Reading text.
Nanotechnology is helping those with lung disease breathe easier

Tiny biological messengers are being used by an Australian team that is devising new treatments for certain types of lung disease.

The Lung Foundation Australia estimates that more than 1.45 million Australians have some form of Chronic Obstructive Pulmonary Disease (COPD), which is used to describe lung diseases such as emphysema, chronic bronchitis and refractory asthma.

It is the second leading cause of avoidable hospital admissions, and one in seven Australians over 40 have COPD, which can be caused by long-term exposure to pollutants and noxious particles, such as cigarette smoke and contaminations in the air.

University of Sydney researchers are now working on a proposed technology that can deliver nanoscale messengers to the lungs and promote active lung tissue repair.

The team, which is headed by Associate Professor Wojciech Chrzanowski and includes PhD candidate Sally Kim, recently won $45,000 in pre-seed funding.

Researchers Wojciech Chrzanowski (Left) and Sally Kim.

Their research focuses on the use of extracellular vesicles (EVs), which are highly specialised biological nanoscale messengers that orchestrate physiological processes in cells.

“The mission for us is to turn something that is a therapy, which is supportive, into a cure,” said Chrzanowski, a biomedical engineer.

This EV-based technology aims to provide a new treatment with better therapeutic outcomes for patients by using placenta stem cells, which it delivers to the lungs.

It has the potential to be even better than drug treatment alone, as EVs contain the essential building blocks of life: DNA, RNA and proteins.

“This is all of what contributes to repair and regeneration, so you are literally sending the complete package required for the repair — not just a single molecule that is a drug,” Chrzanowski explained.

While other researchers around the world are carrying out similar research, the University of Sydney team is unique in its use of placenta stem cells, which Chrzanowski said are the most potent when it comes to repair and regeneration.

Also, during pregnancy, the placenta and the stem cells embedded in it are exposed to oxidative stress, which makes them inherently resistant to stress. This resistance is required to maintain reparative function of cells.

Region pointing data

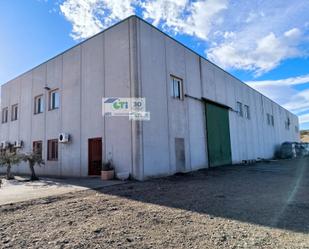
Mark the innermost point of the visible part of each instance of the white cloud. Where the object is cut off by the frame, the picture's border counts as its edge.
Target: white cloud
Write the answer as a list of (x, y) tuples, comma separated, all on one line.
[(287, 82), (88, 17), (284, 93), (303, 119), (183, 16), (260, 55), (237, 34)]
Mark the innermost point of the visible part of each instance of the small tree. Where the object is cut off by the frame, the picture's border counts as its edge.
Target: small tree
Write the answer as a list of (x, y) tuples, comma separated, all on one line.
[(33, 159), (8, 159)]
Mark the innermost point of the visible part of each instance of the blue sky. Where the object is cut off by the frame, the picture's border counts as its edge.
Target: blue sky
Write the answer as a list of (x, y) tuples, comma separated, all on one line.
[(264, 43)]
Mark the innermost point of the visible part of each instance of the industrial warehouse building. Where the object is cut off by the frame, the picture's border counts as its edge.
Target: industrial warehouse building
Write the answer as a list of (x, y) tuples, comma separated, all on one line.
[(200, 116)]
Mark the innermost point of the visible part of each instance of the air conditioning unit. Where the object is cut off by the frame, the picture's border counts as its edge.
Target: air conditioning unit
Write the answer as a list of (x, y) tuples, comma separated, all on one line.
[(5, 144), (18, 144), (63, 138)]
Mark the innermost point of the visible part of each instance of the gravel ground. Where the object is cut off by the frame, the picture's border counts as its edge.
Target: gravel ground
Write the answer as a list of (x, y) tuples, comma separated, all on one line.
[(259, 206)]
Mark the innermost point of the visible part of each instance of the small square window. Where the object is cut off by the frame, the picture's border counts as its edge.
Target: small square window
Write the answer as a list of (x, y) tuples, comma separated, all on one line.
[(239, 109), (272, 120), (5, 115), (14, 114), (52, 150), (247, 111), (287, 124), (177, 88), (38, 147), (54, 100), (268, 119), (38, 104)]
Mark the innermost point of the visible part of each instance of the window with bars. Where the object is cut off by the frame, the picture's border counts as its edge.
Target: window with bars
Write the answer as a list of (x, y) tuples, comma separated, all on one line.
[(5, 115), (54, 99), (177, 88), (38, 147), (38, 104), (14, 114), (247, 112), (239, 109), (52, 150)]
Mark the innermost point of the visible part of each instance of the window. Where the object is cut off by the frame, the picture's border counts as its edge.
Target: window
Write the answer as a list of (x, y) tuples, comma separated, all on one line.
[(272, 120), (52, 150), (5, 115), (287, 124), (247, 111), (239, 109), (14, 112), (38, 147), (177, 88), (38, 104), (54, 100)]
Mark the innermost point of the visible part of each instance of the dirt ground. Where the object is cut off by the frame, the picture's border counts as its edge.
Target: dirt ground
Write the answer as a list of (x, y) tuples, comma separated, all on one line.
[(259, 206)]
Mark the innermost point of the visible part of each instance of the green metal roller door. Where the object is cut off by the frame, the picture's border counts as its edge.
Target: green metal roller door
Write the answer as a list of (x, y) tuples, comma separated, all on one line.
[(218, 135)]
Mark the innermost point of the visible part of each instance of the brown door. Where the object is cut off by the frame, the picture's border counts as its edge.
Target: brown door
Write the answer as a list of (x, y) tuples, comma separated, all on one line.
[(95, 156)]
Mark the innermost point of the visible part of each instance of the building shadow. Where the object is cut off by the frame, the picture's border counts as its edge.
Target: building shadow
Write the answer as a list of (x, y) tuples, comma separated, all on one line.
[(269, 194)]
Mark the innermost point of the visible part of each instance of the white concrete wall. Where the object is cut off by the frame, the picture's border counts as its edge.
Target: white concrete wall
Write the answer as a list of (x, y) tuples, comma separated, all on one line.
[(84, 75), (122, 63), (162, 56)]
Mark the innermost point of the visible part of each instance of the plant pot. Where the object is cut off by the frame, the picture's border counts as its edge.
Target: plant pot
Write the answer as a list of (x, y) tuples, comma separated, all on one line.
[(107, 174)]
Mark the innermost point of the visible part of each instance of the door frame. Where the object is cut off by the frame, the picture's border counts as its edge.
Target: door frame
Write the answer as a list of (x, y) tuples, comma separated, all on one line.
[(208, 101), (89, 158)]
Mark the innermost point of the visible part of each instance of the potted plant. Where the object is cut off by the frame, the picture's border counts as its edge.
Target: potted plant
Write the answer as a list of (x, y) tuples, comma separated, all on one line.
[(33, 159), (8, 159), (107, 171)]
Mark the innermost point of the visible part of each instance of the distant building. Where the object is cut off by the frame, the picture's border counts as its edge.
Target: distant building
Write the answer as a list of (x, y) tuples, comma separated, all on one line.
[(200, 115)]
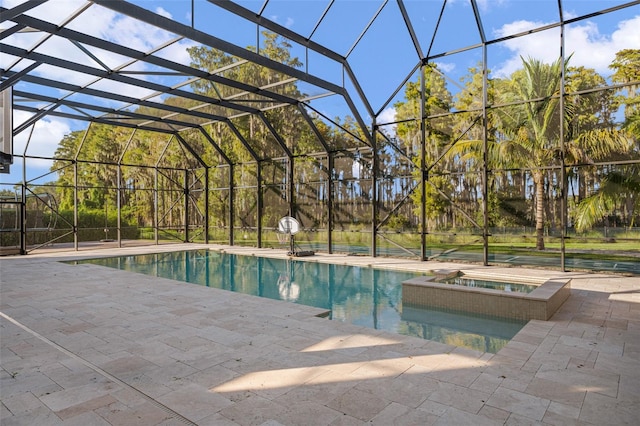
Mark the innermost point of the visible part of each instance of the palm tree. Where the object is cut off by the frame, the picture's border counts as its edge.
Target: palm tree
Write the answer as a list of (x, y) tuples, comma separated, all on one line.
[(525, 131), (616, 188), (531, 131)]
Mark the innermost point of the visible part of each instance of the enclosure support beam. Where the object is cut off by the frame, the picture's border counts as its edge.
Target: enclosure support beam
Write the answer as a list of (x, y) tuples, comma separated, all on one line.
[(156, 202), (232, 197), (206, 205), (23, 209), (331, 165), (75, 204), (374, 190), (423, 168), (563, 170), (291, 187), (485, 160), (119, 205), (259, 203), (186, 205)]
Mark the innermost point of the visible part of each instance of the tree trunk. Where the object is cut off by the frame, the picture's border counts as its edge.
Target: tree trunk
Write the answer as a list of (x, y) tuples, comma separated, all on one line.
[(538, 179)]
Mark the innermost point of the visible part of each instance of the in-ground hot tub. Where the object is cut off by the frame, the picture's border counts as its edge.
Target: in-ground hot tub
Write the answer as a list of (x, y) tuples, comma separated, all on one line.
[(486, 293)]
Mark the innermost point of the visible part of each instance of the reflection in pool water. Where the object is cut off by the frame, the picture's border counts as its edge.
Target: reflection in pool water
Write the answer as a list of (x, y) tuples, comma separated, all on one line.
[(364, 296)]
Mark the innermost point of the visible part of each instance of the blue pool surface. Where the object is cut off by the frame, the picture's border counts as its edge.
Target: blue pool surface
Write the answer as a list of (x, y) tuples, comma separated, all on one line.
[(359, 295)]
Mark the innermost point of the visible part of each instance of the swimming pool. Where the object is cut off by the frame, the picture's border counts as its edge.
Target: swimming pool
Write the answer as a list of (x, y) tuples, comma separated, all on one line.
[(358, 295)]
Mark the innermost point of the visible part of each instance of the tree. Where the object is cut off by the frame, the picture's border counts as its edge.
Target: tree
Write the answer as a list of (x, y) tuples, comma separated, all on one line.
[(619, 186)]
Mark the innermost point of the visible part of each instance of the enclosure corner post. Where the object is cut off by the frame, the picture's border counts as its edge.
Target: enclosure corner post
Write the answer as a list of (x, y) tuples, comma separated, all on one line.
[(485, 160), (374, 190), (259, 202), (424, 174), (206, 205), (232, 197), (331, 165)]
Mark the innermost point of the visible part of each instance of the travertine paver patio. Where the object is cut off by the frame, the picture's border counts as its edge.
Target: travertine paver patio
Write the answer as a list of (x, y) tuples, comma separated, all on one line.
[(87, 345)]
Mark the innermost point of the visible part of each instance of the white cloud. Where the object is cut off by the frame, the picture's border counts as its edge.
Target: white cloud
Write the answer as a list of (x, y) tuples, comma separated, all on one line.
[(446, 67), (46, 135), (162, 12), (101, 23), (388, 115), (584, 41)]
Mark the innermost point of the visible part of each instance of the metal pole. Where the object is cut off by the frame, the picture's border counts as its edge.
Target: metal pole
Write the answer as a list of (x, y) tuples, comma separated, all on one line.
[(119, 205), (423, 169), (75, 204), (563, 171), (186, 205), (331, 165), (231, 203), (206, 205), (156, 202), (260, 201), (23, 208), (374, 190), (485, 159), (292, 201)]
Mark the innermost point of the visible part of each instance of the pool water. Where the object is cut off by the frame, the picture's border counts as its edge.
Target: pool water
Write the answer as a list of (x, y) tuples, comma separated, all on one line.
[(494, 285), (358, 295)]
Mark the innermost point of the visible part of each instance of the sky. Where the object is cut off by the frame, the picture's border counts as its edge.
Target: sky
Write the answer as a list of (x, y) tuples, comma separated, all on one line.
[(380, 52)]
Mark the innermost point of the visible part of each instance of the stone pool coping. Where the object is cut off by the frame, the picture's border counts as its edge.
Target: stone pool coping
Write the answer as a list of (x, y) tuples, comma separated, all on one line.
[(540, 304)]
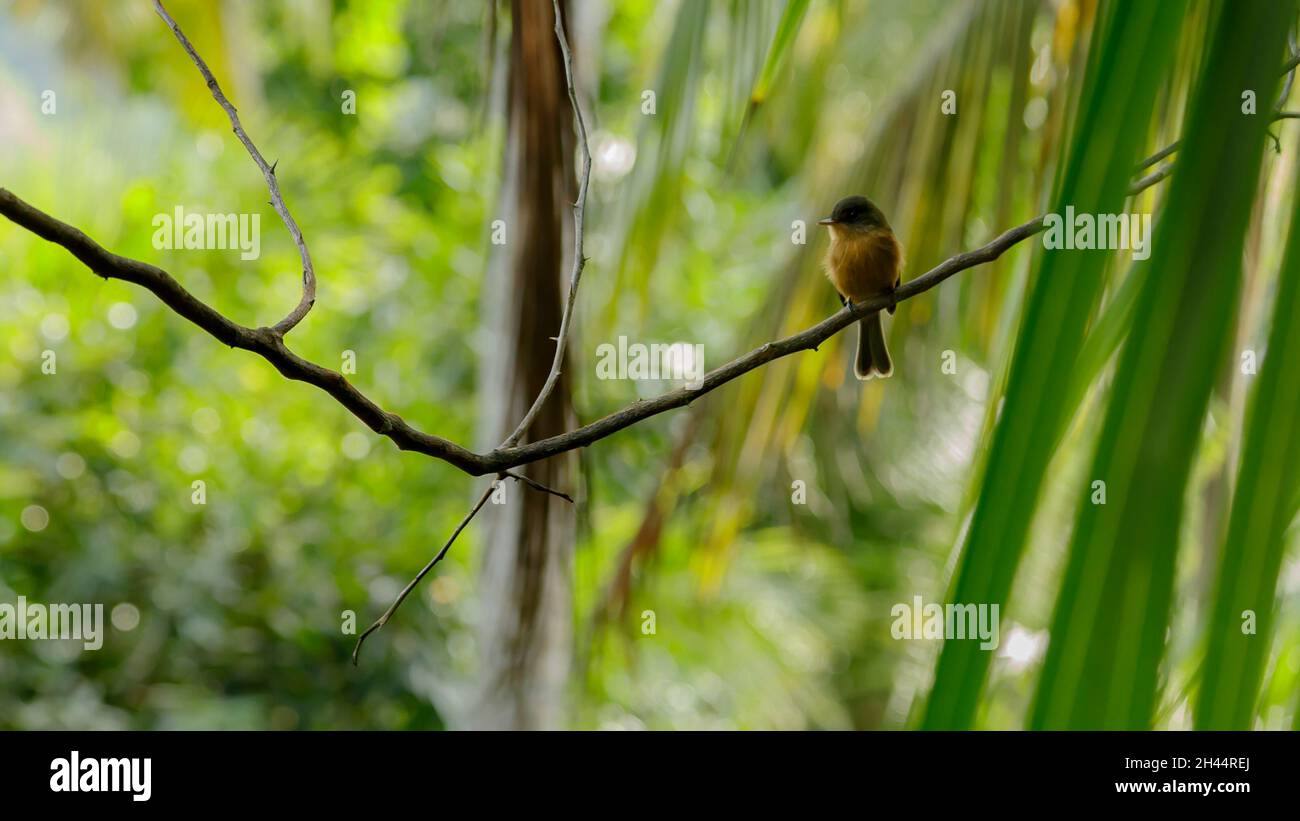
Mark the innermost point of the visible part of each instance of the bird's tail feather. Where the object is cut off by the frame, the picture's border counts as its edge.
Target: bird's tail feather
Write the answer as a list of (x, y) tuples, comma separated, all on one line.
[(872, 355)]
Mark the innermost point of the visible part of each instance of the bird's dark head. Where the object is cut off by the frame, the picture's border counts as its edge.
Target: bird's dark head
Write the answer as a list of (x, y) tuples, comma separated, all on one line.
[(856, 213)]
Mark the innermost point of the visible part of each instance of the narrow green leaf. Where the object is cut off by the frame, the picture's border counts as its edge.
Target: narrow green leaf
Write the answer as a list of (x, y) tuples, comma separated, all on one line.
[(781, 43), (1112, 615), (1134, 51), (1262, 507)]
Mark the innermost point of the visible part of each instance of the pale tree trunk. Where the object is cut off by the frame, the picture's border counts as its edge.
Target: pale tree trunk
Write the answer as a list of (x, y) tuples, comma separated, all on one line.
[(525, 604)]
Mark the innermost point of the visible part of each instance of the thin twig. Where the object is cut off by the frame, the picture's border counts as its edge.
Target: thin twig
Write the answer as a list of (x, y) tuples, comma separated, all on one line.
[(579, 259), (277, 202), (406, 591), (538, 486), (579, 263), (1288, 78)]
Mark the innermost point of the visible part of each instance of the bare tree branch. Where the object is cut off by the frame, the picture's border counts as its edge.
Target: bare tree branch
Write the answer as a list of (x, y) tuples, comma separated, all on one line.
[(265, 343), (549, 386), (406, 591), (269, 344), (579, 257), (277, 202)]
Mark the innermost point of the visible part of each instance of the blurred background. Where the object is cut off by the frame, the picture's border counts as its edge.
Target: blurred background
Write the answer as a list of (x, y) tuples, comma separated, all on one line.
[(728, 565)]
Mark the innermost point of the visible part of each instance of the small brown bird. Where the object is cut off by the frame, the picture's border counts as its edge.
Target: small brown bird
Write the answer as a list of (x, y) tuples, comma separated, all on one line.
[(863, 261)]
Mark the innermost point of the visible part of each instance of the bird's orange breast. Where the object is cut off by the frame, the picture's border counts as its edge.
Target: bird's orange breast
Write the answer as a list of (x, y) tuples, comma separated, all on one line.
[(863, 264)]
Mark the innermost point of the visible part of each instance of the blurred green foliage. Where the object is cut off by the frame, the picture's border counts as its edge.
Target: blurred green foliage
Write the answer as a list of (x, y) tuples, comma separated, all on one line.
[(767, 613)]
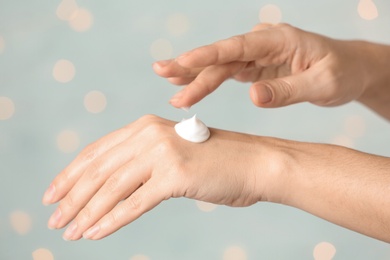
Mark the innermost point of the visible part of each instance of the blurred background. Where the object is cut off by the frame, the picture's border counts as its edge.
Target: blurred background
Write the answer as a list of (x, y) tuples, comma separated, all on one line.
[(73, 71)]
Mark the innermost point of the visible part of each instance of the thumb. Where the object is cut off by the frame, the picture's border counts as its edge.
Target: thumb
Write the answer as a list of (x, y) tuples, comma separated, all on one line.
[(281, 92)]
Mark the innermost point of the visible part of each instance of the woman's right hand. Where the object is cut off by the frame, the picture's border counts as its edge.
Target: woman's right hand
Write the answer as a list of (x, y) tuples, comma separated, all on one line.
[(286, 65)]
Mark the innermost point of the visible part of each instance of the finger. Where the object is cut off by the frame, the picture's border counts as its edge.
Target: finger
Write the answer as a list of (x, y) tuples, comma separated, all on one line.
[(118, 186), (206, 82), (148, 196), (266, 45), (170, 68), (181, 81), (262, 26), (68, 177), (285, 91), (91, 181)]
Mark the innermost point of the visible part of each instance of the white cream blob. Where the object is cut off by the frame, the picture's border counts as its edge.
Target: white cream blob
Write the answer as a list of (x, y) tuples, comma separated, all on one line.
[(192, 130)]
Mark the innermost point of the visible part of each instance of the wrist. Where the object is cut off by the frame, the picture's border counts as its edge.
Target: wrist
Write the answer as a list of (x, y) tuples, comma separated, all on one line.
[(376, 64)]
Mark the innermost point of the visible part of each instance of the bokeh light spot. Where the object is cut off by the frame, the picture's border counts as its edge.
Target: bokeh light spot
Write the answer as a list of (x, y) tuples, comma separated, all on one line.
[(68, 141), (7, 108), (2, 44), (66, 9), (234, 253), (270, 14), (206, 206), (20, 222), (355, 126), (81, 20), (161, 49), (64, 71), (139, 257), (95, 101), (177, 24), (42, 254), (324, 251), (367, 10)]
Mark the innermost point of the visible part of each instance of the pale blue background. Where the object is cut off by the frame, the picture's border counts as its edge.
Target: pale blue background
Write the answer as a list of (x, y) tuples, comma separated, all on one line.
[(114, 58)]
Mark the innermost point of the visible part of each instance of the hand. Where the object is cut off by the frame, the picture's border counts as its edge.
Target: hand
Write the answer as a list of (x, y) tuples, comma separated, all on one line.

What is being asked. Continue the article on nanotechnology for lung disease from the point where it stops.

Answer below.
Challenges

As with any work on biological materials, the challenge for the team has been scaling up the research and expanding stem cell production of the EVs and collecting them. A second challenge is the proper purification of the EVs.

“I would say these are the two main challenges from a technological point-of-view, and then it’s obviously the whole process that is related to the pre-clinical trials, clinical trials and the approval from the regulatory agencies. This is a long process,” Chrzanowski said.

The team is currently in the pre-clinical stage of their research on mice and rats, looking at two models of tissue injury.

One is a smoke inhalation model — an acute injury — that looks at the damage from pollution, diseases caused by pollution and preventive technology with the EVs.

This is important in Australia, with Chrzanowski saying that during bushfires, and with associated burn-offs and an ever-increasing number of cars on our roads, the pollution in Sydney can be higher than in Beijing and New Delhi.

The second is the COPD model — a chronic disease — that looks at the efficacy of stem cells to prevent or reverse the condition.

They hope to move to clinical trials within the next few years and use the pre-seed funding to progress towards rapid clinical translation by funding three pre-clinical experiments.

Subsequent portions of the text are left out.